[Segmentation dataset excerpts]
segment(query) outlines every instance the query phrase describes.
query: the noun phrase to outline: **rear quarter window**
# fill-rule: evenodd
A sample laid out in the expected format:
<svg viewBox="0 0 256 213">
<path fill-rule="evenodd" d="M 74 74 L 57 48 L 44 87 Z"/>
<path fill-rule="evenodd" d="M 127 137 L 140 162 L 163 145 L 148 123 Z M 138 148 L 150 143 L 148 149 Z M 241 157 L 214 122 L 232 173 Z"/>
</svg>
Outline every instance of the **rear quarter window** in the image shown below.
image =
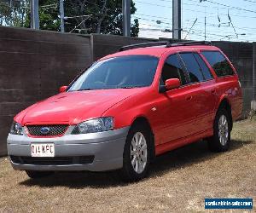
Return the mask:
<svg viewBox="0 0 256 213">
<path fill-rule="evenodd" d="M 220 52 L 203 51 L 201 54 L 212 66 L 218 77 L 234 75 L 230 64 Z"/>
</svg>

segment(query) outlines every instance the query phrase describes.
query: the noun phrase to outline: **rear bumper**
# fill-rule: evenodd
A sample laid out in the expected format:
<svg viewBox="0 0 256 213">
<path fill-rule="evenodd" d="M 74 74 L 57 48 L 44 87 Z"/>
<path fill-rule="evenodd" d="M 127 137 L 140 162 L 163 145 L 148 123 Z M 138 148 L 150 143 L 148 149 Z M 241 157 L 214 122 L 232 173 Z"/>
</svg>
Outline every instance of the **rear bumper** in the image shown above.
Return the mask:
<svg viewBox="0 0 256 213">
<path fill-rule="evenodd" d="M 55 138 L 32 138 L 27 135 L 9 135 L 7 139 L 8 154 L 15 156 L 15 158 L 21 160 L 12 160 L 11 164 L 15 170 L 90 170 L 103 171 L 120 169 L 123 166 L 123 152 L 125 139 L 130 127 L 119 130 L 81 134 L 70 135 L 67 131 L 61 137 Z M 37 159 L 33 162 L 30 160 L 24 163 L 22 157 L 31 158 L 31 143 L 54 143 L 55 156 L 71 157 L 78 158 L 79 157 L 93 157 L 92 162 L 80 163 L 72 161 L 72 163 L 60 164 L 56 162 L 50 164 L 50 159 L 44 164 L 39 164 Z M 20 158 L 21 157 L 21 158 Z M 44 160 L 44 158 L 41 158 Z M 54 158 L 53 158 L 54 159 Z"/>
</svg>

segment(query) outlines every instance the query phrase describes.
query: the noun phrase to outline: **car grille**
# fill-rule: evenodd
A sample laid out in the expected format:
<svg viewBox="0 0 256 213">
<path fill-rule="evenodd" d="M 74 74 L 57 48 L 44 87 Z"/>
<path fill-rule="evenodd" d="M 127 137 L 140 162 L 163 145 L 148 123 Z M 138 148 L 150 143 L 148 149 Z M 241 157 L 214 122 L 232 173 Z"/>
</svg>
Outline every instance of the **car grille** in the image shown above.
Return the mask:
<svg viewBox="0 0 256 213">
<path fill-rule="evenodd" d="M 94 156 L 36 158 L 10 156 L 14 164 L 31 165 L 72 165 L 92 164 Z"/>
<path fill-rule="evenodd" d="M 32 136 L 37 137 L 49 137 L 49 136 L 61 136 L 62 135 L 68 125 L 61 124 L 61 125 L 29 125 L 26 126 L 26 129 L 29 132 L 29 135 Z M 42 128 L 49 128 L 49 131 L 48 133 L 42 133 Z"/>
</svg>

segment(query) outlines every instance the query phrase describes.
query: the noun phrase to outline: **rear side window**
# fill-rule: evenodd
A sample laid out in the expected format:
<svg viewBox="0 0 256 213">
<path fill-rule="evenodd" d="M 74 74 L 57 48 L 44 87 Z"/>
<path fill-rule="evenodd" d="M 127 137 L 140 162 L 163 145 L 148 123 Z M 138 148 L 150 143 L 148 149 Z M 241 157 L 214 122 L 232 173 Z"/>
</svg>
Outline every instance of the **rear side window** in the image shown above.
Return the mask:
<svg viewBox="0 0 256 213">
<path fill-rule="evenodd" d="M 234 72 L 226 58 L 218 51 L 201 53 L 212 66 L 218 77 L 233 75 Z"/>
<path fill-rule="evenodd" d="M 192 53 L 181 53 L 183 61 L 185 64 L 191 83 L 202 82 L 204 77 L 194 55 Z"/>
<path fill-rule="evenodd" d="M 201 57 L 198 54 L 194 54 L 197 62 L 199 63 L 199 66 L 201 67 L 201 70 L 203 73 L 203 76 L 206 80 L 212 79 L 212 75 L 211 73 L 211 71 L 209 70 L 208 66 L 206 65 L 205 61 L 201 59 Z"/>
<path fill-rule="evenodd" d="M 162 70 L 161 85 L 169 78 L 178 78 L 182 85 L 186 83 L 184 72 L 177 55 L 172 55 L 166 59 Z"/>
</svg>

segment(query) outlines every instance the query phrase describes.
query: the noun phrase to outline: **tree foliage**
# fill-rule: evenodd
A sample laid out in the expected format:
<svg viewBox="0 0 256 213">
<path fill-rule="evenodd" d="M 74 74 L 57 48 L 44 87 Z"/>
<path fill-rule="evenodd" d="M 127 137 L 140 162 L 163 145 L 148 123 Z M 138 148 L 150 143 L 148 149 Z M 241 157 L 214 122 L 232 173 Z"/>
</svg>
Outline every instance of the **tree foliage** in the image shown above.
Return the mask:
<svg viewBox="0 0 256 213">
<path fill-rule="evenodd" d="M 131 3 L 131 14 L 136 12 L 135 3 Z M 77 17 L 66 21 L 66 29 L 72 31 L 79 25 L 78 31 L 82 33 L 103 33 L 122 35 L 122 1 L 115 0 L 66 0 L 66 16 L 79 16 L 84 14 L 89 17 Z M 138 20 L 131 24 L 131 34 L 138 36 Z"/>
</svg>

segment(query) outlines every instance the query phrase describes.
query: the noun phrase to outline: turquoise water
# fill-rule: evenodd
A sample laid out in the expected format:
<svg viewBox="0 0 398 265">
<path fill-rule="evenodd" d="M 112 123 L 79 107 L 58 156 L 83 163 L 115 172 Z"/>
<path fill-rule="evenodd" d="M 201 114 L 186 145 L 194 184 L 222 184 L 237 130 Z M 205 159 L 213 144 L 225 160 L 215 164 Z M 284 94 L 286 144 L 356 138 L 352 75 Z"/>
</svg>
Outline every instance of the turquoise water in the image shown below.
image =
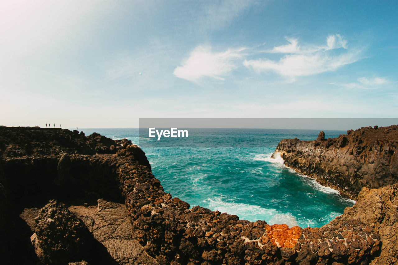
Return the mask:
<svg viewBox="0 0 398 265">
<path fill-rule="evenodd" d="M 338 191 L 269 158 L 281 140 L 313 140 L 319 131 L 207 130 L 213 136 L 212 140 L 219 143 L 213 146 L 228 146 L 226 142 L 231 139 L 236 142 L 248 138 L 261 142 L 261 147 L 142 147 L 165 191 L 191 207 L 199 205 L 270 224 L 314 227 L 328 223 L 353 205 Z M 82 130 L 86 135 L 95 132 L 139 143 L 138 129 Z M 333 138 L 345 132 L 325 132 L 327 138 Z"/>
</svg>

Exercise: How many lines in the material above contain the string "tree"? Reply with the number alone.

Exercise solution: 2